Pouco há a referenciá-lo com palavras porém, direi que a sua adjudicação e execução foi levada a cabo em 1952, tendo-se tornado a primeira grande obra em Angola. De resto, melhor do que descrições, serão as fotos da sua estrutura e dos aviões da época – recordações que vincaram a nossa memória.






13 – 06/Abril/1975 Boeing 707-LISBOA-LUANDA  – 8,5 H.  de voo
     Porquê Luanda de novo? Estranho?
     Qual a razão de voltar a África após um ano de estadia na Metrópole e prestes a passar à disponibilidade?
     No momento, colocado na Base do Montijo, aguardava pelo dia que poria fim ao meu zelo militar contudo, com a revolução de Abril, a pretensão a um emprego tornou-se amarga de obter. Percorrendo o país de lés a lés, nem pio de promessas, quanto mais certeza alguma e, o mancebo, já sargento, candidatava-se a um inútil desempregado.
     Tinha papado com seis anos de tropa Salazarista ou, Marcelista – agora, engoliria a futilidade do meu ser, como democrata. Duas sortes numa só!
     Restava-me percorrer Mundo, e antes de deixar os campos da aeronáutica, resolvi aproveitar os últimos cartuchos em boleias de avião da FAP, e com isso, partir de férias para Angola no intuito de observar a situação e preparar o meu futuro civil.
     Bem, o propósito em terminar esta crónica não será relatar o que foi a minha vida no meu regresso a Angola, mas preparar o leitor para colher a impressão com que fiquei, no momento em que o avião se fez à pista, e no percurso do após aterragem.
     Nesta minha já experimentada “final” (sem pernas base pelo meio), não me senti apreendido com a incógnita da guerra colonial, e da distância, da saudade, dos mistérios de África. Ao vislumbrar as luzes da Baía, reconheci com prazer os meus tão queridos passeios pela Marginal. Tudo me era familiar que até parecia que estava a regressar a casa, mesmo colocado num Mundo oposto.

> [Listagem de dados]
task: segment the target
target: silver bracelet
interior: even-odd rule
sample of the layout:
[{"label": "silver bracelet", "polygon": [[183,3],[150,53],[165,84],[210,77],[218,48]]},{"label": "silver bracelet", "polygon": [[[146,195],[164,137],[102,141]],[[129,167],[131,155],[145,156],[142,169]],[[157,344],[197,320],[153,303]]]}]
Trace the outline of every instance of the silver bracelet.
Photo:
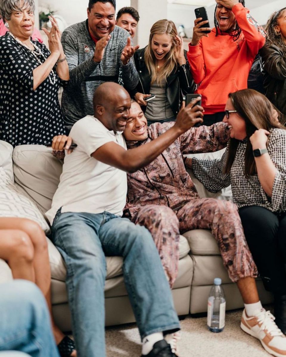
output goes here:
[{"label": "silver bracelet", "polygon": [[66,56],[64,56],[64,58],[63,58],[63,59],[62,59],[62,60],[58,60],[56,61],[57,61],[57,62],[58,62],[58,63],[59,63],[60,62],[63,62],[63,61],[65,61],[65,60],[66,59]]}]

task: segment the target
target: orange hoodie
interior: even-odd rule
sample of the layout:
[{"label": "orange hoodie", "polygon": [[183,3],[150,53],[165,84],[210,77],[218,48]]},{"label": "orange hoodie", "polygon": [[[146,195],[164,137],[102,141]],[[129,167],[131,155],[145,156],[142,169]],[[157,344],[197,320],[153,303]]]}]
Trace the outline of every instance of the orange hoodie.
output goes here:
[{"label": "orange hoodie", "polygon": [[228,32],[213,28],[198,45],[189,44],[187,54],[195,82],[200,83],[197,93],[202,95],[205,114],[225,110],[228,94],[247,87],[247,78],[255,56],[265,42],[263,28],[238,3],[232,8],[242,31],[234,41]]}]

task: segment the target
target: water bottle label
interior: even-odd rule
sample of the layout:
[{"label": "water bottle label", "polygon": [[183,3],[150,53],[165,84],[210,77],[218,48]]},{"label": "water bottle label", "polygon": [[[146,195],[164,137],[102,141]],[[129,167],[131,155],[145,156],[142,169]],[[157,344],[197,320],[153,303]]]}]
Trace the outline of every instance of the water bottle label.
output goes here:
[{"label": "water bottle label", "polygon": [[210,327],[212,326],[212,318],[213,310],[213,297],[211,296],[208,299],[208,317],[207,323]]},{"label": "water bottle label", "polygon": [[223,328],[225,325],[226,302],[222,303],[220,306],[220,328]]}]

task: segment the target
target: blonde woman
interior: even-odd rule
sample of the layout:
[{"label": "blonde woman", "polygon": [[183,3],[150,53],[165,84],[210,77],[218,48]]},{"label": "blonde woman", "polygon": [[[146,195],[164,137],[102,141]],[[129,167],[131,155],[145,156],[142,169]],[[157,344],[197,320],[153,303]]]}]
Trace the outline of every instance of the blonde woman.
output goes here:
[{"label": "blonde woman", "polygon": [[[173,121],[179,112],[182,95],[195,89],[183,48],[172,21],[159,20],[153,25],[149,42],[134,55],[139,81],[130,92],[140,105],[148,125],[159,121]],[[147,102],[144,98],[156,97]]]}]

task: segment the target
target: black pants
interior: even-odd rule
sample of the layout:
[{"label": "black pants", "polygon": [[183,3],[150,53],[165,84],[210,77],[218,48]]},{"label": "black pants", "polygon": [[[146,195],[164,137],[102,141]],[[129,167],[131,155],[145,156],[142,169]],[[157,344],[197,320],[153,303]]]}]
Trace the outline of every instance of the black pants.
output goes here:
[{"label": "black pants", "polygon": [[262,207],[238,210],[245,237],[265,289],[286,295],[286,212]]}]

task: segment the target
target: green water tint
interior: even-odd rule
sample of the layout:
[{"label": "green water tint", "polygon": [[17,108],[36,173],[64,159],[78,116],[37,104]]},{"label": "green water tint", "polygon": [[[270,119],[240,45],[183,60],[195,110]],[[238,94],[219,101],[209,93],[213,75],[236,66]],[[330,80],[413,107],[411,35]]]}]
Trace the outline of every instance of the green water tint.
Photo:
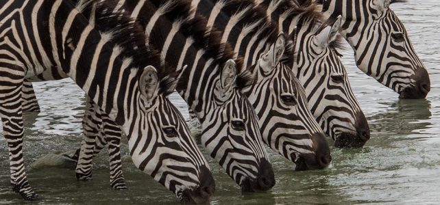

> [O que fazer]
1. Liste todas as frases interrogativas presentes no relato do regresso a Angola.
2. Repita, sem alterar nada, o trecho do relato do regresso a Angola que vai de "13 – 06/Abril/1975" até "um inútil desempregado.".
3. Dê continuidade ao relato do regresso a Angola a partir do ponto em que ele termina.

> [Respostas às tarefas]
1.
- Porquê Luanda de novo?
- Estranho?
- Qual a razão de voltar a África após um ano de estadia na Metrópole e prestes a passar à disponibilidade?

2.
13 – 06/Abril/1975 Boeing 707-LISBOA-LUANDA  – 8,5 H.  de voo
     Porquê Luanda de novo? Estranho?
     Qual a razão de voltar a África após um ano de estadia na Metrópole e prestes a passar à disponibilidade?
     No momento, colocado na Base do Montijo, aguardava pelo dia que poria fim ao meu zelo militar contudo, com a revolução de Abril, a pretensão a um emprego tornou-se amarga de obter. Percorrendo o país de lés a lés, nem pio de promessas, quanto mais certeza alguma e, o mancebo, já sargento, candidatava-se a um inútil desempregado.

3.
     A incerteza dava lugar à alegria, a uma nova esperança, à perspectiva de construção de vida num país que se prestava a caminhar por seu pé.
     Relembro as impressões com que tinha ficado na primeira aterragem e comparei-as com esta segunda. Da primeira, parti positivo e cheguei negativo. Da segunda, parti negativo e cheguei positivo.
     Retirava-me do seio familiar e colocava-me na selva ou, fugia do desemprego e esperançava-me numa vida tida como normal?!
     Voltas e mais voltas que o ser humano dá…
     Passadas as férias, com nova guerra às portas em toda aquela promissora pátria, verifiquei nova ilusão.
     No centro da cidade jaziam casas destruídas pela disputa na já anunciada guerra civil. Ruas e avenidas carregadas de lixo. Mundo desconhecido e que atemorizava. Incertezas no caminhar por aquilo que considerávamos pacífico. Mortes acontecidas, praias desertas, movimentos duvidosos e o poder das armas de homens que nunca tiveram outro ofício.
     Em Nova Lisboa, ouvem-se tiros à noite, e em Luanda, os colegas da Messe resguardam-se nas casas de banho para não serem rasgados pelos tiros dos bombardeamentos.
     Sem lugar para dormir nos sítios acostumados, recorro ao Hotel D. João II, local de batalha travada no dia transacto, … mas o sono foi tardio e o pesadelo terrífico.
 Simplesmente, captei uma presumível independência com muita dor e morte, e manifestei o desejo de nunca mais lá voltar.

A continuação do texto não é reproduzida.